** Source passage **
A reference to the “Twilight Zone” to many readers may evoke associations with the classic television series and film about strange and bizarre events. he general connotation, that of a transitional or ambiguous condition, has more serious implications in the business world – it is the Zone of Insolvency from which the companies emerge or perish. In colloquial parlance, though the terms are used interchangeably, insolvency and bankruptcy are not synonymous. Insolvency is a state of affairs in which the financial difficulties of a company are such it is unable to run its business at its current pace.

Warning signs could be drop in sales, delay in payments, erosion of share capital and increasing reliance on credit. Tests of insolvency are two fold –“cash flow” test where it is unable to pay debts, and the “balance sheet” test where the liabilities, including contingent and prospective exceed the realisable assets. Very often a company may have considerable assets, but illiquid, or the balance sheet reflects solvency, yet the company is unable to honour its debt obligations. The line of difference is thin, bankruptcy being a legal option, if the insolvency is not addressed — the end of the road of the twilight zone.

** What you will do **
Reproduce the passage on the zone of insolvency word for word, in full.

** Supplied entries **
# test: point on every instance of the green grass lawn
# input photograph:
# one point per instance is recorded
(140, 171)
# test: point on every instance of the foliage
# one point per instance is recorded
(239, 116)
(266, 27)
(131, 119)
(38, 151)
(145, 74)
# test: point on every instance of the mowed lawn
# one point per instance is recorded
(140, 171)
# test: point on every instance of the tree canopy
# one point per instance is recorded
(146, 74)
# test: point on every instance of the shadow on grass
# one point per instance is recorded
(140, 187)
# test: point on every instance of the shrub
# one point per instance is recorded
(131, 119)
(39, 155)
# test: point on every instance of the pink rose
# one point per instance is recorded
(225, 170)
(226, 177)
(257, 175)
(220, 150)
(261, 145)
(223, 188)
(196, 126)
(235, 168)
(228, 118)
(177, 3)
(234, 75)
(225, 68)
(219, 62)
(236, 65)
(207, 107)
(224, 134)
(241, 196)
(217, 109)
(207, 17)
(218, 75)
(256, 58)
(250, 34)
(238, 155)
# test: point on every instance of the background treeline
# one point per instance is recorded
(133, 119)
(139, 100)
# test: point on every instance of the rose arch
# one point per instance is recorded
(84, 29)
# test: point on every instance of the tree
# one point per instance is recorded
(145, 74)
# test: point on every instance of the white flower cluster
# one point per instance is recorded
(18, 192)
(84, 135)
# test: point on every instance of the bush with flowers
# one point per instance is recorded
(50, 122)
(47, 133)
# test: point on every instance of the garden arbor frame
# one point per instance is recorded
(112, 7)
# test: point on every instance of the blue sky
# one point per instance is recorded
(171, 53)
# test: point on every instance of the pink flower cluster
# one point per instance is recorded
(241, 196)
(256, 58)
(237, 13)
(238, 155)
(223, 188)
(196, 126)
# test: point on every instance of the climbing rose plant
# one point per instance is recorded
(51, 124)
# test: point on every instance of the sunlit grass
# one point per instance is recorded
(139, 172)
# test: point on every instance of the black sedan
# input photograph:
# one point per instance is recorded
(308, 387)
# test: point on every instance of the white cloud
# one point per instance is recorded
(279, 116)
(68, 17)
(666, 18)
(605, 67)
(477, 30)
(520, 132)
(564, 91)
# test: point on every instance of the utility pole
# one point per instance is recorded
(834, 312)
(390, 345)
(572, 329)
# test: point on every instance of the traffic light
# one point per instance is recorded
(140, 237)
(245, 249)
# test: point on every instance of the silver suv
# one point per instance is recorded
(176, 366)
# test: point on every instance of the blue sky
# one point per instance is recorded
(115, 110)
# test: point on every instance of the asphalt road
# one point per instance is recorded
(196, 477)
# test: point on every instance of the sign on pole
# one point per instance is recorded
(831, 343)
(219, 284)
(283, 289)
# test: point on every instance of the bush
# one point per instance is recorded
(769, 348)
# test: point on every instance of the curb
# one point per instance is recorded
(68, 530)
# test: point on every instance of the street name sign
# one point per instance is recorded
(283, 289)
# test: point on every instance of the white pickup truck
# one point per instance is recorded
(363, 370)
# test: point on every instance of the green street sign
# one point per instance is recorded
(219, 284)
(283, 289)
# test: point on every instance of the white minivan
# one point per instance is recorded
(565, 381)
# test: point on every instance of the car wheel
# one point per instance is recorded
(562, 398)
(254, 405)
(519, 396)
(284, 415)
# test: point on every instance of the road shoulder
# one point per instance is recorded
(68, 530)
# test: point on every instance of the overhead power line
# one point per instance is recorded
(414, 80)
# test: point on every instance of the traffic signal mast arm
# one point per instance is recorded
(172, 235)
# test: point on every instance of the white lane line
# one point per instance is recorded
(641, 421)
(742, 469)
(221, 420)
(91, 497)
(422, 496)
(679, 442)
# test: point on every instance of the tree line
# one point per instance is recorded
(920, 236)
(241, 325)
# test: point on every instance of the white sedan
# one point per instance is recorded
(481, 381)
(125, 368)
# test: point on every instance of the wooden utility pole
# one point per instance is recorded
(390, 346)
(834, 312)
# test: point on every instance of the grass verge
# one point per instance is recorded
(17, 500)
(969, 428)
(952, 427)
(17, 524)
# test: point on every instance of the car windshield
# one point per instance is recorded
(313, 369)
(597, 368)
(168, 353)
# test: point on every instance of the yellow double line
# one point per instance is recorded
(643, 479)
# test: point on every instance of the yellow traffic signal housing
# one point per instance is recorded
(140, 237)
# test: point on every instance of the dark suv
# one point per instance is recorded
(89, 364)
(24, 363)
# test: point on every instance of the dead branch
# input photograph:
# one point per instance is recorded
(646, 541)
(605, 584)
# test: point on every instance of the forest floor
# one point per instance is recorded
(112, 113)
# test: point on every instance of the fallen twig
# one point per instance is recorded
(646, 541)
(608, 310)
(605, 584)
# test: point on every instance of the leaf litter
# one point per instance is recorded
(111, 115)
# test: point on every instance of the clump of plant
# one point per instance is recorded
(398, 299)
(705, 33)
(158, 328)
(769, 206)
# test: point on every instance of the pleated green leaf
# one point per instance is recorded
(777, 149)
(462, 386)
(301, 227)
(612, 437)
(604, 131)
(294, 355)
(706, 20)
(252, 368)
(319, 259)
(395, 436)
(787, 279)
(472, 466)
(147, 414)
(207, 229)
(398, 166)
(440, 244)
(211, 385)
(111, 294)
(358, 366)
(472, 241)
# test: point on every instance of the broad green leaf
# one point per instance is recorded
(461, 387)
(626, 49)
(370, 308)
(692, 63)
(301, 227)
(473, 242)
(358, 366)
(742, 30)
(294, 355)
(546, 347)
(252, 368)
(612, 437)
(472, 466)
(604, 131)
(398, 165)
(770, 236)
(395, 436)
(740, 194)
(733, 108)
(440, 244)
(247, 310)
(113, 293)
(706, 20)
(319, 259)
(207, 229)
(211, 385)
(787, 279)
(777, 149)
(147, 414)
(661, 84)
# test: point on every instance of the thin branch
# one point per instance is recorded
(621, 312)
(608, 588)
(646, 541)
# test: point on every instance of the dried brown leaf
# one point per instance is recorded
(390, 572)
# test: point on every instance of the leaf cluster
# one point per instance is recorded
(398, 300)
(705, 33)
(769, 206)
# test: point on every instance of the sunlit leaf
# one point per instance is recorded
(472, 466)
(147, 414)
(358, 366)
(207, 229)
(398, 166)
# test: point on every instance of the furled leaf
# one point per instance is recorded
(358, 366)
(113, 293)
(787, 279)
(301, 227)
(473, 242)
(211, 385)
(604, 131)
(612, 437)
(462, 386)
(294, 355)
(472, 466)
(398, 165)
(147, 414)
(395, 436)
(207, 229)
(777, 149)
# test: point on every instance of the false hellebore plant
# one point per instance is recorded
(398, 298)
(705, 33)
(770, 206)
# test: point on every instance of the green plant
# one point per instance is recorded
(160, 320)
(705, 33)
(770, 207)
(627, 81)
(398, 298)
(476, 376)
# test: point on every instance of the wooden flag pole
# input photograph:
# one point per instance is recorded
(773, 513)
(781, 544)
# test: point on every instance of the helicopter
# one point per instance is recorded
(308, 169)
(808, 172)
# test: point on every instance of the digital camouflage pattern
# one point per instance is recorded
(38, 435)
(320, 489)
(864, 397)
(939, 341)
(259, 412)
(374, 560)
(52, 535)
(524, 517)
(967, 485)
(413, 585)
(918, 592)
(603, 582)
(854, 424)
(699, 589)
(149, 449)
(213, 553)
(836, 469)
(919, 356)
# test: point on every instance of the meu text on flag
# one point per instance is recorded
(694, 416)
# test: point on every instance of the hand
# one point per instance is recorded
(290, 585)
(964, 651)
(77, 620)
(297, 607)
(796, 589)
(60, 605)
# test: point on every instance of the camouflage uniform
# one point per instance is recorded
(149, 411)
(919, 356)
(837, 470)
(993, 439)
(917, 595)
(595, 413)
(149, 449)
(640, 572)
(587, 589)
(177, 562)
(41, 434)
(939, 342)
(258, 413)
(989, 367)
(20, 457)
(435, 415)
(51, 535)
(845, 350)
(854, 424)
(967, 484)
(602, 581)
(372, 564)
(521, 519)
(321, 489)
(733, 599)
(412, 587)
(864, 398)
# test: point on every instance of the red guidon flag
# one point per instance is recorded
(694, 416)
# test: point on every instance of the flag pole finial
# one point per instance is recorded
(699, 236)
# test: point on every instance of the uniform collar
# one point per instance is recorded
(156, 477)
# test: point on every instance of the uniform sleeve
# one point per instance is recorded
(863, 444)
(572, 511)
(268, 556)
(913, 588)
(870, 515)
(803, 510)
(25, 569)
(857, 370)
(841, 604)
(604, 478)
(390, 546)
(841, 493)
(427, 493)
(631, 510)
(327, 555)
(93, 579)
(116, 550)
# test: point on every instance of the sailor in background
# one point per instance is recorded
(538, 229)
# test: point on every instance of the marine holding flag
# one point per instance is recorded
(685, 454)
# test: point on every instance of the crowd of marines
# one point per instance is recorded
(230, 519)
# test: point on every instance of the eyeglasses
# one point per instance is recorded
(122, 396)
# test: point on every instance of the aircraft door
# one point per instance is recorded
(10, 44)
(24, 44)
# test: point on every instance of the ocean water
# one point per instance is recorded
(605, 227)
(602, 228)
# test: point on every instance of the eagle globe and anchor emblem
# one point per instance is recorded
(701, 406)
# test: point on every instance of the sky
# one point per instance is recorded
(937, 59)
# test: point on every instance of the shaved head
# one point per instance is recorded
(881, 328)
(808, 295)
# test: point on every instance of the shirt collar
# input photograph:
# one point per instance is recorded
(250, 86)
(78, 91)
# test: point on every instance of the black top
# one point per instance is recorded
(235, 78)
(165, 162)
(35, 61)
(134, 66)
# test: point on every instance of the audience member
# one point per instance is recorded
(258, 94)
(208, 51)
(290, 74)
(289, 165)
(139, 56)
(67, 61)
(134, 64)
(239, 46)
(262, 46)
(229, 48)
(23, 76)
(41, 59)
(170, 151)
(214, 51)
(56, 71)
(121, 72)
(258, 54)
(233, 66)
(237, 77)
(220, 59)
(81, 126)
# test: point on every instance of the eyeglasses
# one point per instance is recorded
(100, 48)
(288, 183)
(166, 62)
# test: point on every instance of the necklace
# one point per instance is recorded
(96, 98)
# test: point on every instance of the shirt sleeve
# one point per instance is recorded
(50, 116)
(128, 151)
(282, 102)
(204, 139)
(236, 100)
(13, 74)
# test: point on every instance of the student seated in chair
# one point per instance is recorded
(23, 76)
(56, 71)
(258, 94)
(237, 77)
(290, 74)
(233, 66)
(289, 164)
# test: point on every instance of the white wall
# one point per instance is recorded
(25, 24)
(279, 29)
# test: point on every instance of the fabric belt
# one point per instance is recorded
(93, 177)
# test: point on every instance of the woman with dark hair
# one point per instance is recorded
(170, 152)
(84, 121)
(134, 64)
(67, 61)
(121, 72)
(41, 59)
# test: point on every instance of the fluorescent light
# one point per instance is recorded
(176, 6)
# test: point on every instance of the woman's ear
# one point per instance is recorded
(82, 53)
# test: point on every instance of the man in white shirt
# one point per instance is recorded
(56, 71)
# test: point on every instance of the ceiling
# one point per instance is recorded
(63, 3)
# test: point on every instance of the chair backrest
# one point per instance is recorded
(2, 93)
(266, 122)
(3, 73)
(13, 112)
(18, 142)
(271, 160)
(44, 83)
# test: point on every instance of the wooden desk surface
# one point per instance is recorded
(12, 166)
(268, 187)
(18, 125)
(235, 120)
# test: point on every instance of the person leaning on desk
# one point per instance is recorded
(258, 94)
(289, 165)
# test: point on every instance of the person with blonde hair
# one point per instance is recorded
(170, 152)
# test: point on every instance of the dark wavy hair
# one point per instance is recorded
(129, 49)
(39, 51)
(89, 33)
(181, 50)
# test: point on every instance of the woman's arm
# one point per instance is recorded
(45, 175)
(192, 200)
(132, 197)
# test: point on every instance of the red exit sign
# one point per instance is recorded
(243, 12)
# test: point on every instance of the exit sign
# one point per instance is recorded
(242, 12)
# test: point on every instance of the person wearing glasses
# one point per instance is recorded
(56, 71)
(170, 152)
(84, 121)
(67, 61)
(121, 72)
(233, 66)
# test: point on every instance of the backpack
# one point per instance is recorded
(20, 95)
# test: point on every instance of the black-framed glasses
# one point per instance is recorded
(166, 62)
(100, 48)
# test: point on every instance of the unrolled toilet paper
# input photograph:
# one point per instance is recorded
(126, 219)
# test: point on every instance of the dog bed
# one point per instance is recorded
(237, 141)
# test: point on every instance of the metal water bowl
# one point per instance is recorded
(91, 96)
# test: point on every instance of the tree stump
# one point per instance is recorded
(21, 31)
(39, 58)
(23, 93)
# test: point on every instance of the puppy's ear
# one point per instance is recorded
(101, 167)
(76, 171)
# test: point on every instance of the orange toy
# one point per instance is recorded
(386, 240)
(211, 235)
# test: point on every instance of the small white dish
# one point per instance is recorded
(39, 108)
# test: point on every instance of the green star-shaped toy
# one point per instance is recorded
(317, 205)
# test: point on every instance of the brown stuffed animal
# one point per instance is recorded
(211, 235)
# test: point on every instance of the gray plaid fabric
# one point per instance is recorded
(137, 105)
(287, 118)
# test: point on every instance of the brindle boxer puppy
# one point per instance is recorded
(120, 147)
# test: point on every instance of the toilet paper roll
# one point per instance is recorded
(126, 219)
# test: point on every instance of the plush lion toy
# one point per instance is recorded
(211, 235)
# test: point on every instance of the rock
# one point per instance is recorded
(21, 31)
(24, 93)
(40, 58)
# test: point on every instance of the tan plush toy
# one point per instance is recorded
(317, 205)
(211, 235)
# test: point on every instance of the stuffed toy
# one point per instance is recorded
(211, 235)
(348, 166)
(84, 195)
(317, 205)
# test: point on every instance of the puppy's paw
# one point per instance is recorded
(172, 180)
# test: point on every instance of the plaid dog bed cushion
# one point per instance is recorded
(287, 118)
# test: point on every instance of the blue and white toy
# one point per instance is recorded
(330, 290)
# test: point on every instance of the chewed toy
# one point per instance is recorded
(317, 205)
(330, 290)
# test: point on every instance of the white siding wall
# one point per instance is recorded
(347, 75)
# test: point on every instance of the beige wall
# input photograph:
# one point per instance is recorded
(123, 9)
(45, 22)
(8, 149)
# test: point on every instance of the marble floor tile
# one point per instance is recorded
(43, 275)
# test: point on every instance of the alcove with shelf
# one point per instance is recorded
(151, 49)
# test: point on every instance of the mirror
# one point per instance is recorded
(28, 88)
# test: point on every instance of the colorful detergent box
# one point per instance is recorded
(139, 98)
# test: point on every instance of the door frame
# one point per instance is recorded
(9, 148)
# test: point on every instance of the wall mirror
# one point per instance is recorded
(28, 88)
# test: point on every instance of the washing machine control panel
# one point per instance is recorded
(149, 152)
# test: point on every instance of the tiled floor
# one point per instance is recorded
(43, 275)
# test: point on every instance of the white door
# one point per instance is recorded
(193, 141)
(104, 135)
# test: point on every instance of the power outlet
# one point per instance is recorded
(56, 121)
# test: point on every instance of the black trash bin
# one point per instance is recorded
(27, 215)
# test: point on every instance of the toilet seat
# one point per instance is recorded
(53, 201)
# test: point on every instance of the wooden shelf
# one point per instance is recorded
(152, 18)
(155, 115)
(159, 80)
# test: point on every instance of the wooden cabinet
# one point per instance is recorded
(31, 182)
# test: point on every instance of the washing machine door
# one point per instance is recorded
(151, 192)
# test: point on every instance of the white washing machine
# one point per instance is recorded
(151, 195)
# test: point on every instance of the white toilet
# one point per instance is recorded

** Answer to this task **
A reference to the “Twilight Zone” to many readers may evoke associations with the classic television series and film about strange and bizarre events. he general connotation, that of a transitional or ambiguous condition, has more serious implications in the business world – it is the Zone of Insolvency from which the companies emerge or perish. In colloquial parlance, though the terms are used interchangeably, insolvency and bankruptcy are not synonymous. Insolvency is a state of affairs in which the financial difficulties of a company are such it is unable to run its business at its current pace.

Warning signs could be drop in sales, delay in payments, erosion of share capital and increasing reliance on credit. Tests of insolvency are two fold –“cash flow” test where it is unable to pay debts, and the “balance sheet” test where the liabilities, including contingent and prospective exceed the realisable assets. Very often a company may have considerable assets, but illiquid, or the balance sheet reflects solvency, yet the company is unable to honour its debt obligations. The line of difference is thin, bankruptcy being a legal option, if the insolvency is not addressed — the end of the road of the twilight zone.